Contour labeling lines
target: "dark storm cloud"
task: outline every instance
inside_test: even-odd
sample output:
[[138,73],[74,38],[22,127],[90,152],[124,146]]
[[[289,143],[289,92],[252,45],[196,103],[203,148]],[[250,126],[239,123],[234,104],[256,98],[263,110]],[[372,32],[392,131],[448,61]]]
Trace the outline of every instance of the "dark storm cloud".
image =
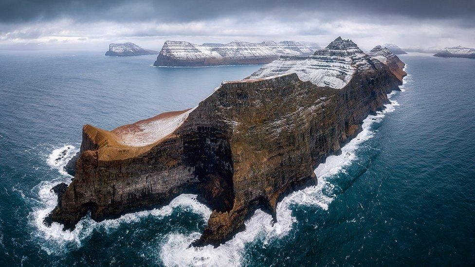
[[58,18],[79,21],[186,22],[238,16],[245,19],[246,15],[252,14],[278,16],[285,20],[312,12],[326,13],[340,18],[361,15],[380,19],[390,16],[456,19],[470,25],[467,21],[475,20],[475,1],[0,0],[0,22],[6,23]]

OBJECTIVE -> Could you rescale the lines above? Copy all of them in full, but multiply every vertex coordinate in each answer outline by 0.45 and round it to a whole number, with halves rounding up. Keep the sample output and all other text unchanged, and leave the pictures out.

RESPONSE ->
target: "dark storm cloud"
task: outline every instance
inside_test: even-odd
sample output:
[[138,73],[74,38],[22,127],[90,152],[124,146]]
[[[289,143],[289,92],[252,45],[196,103],[203,148]],[[250,126],[239,123],[234,104],[256,98],[263,110]],[[372,32],[392,131],[448,61]]]
Trace the outline of every instance of the "dark storm cloud".
image =
[[26,8],[36,9],[84,10],[107,7],[110,9],[111,7],[113,6],[125,7],[128,9],[140,5],[147,6],[153,8],[162,7],[171,9],[176,7],[205,9],[212,11],[210,9],[214,9],[214,0],[0,0],[0,10],[3,10]]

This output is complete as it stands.